> Point annotations for photos
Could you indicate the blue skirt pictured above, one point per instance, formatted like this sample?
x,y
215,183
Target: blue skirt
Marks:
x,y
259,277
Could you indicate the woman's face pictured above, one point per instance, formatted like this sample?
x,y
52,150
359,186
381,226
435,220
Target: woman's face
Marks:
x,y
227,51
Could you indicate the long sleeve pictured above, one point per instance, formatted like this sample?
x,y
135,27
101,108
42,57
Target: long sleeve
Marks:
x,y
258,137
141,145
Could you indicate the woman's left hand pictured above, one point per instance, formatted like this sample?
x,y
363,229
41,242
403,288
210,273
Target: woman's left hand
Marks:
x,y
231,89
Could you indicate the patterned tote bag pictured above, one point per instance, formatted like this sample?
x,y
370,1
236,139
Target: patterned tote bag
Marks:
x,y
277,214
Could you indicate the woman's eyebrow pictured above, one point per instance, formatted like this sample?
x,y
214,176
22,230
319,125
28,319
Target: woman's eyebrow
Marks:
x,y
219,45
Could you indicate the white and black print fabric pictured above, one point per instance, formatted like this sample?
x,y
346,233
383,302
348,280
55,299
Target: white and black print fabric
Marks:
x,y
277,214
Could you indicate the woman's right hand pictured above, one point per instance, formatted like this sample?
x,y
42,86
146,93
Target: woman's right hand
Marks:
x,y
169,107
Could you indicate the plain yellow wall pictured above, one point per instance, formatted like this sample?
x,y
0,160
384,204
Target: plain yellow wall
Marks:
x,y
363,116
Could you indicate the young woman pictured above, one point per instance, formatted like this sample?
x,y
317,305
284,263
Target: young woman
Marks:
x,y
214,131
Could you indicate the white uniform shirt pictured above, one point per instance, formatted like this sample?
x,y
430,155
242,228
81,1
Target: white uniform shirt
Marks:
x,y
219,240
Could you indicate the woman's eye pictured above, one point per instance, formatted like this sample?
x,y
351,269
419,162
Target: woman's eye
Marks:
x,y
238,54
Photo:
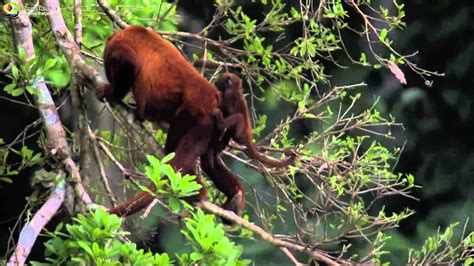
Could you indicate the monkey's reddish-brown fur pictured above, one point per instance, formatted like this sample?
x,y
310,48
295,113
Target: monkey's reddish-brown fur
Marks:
x,y
236,125
166,88
237,120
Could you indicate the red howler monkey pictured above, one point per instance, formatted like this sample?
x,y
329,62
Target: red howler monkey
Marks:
x,y
237,121
236,126
166,88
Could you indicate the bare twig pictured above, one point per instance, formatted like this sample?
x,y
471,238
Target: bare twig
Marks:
x,y
210,207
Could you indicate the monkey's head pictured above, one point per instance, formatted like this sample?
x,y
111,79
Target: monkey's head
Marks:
x,y
228,83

> Exercise details
Give all the lines above again with "a single point for each instance" substituted for every "one point per instance", changing nothing else and leaving out the pictures.

> Response
Could you indicate the blue skirt pictured above, a single point for each instance, formatted like this sample?
x,y
215,183
Target: blue skirt
Marks:
x,y
259,277
Could you indicate the woman's face pictured above, a single point for each instance, formatted like this sample?
x,y
52,150
359,186
381,226
435,220
Target: woman's face
Marks:
x,y
227,51
Could you indicate the long sleeve pictured above, a single point for each instance, formatted like this sample?
x,y
135,27
101,108
42,57
Target: long sleeve
Marks:
x,y
258,137
141,145
Could you indicate the woman's left hand pictured above, a single point for each instance, formatted like this sample?
x,y
363,229
41,242
403,288
210,273
Target: woman's left hand
Marks:
x,y
231,89
Could you indicate the patterned tote bag pictured above, a single point for each instance, formatted like this sample?
x,y
370,1
236,139
Target: patterned tote bag
Marks:
x,y
277,214
Could you indicate the woman's eyebrow pictured above, a single point for each instance, formatted like this sample?
x,y
214,176
22,230
319,125
28,319
Target: woman's eyebrow
Marks:
x,y
219,45
Could you indicate the white and black print fabric pictured above, a single point for each instance, formatted like this sample?
x,y
346,233
383,302
348,280
55,299
Target: white and black print fabric
Marks:
x,y
277,214
Could you indicate the woman's right hand pictured above, a single point for each instance, formatted like this sample?
x,y
42,86
146,93
Target: woman's right hand
Marks:
x,y
169,107
Could you indicate the plain yellow wall pictured above, a single point for each instance, formatted like this sample?
x,y
0,160
384,204
Target: plain yellow wall
Marks:
x,y
363,116
Could you indicate the young woman pictured above, a single point for each instance, formatted like this sample?
x,y
317,305
284,263
Target: young woman
Marks:
x,y
214,131
Could you indicate the white uniform shirt pictured above, a single point for each instance, formatted like this sample?
x,y
430,155
242,228
81,1
Target: white uniform shirt
Marks:
x,y
219,240
Could you indicate the woman's eye pictured above, a single point for each instance, formatted like this sample?
x,y
351,269
419,162
Target: woman's eye
Marks:
x,y
238,54
Photo:
Could you indicate the monkey's reddish-brown fur pictured above, a single point for each instance, formatted like this sample?
x,y
310,48
295,113
Target: monkey's reddish-brown fur
Marks:
x,y
236,125
166,88
237,120
Could you indicate the red howler monkey pictured above, a single point for each instance, formatted like this sample?
x,y
329,62
Target: red howler monkey
Marks:
x,y
237,121
236,126
166,88
Could you indicate the bare twig pictured above, a single point for each instance, formatted like this sample?
x,y
471,238
Target: bare twig
Marks:
x,y
210,207
Could you indicate the monkey's head pictured above, a single point for each instance, formatted like this sample?
x,y
111,79
Target: monkey's head
Marks:
x,y
228,83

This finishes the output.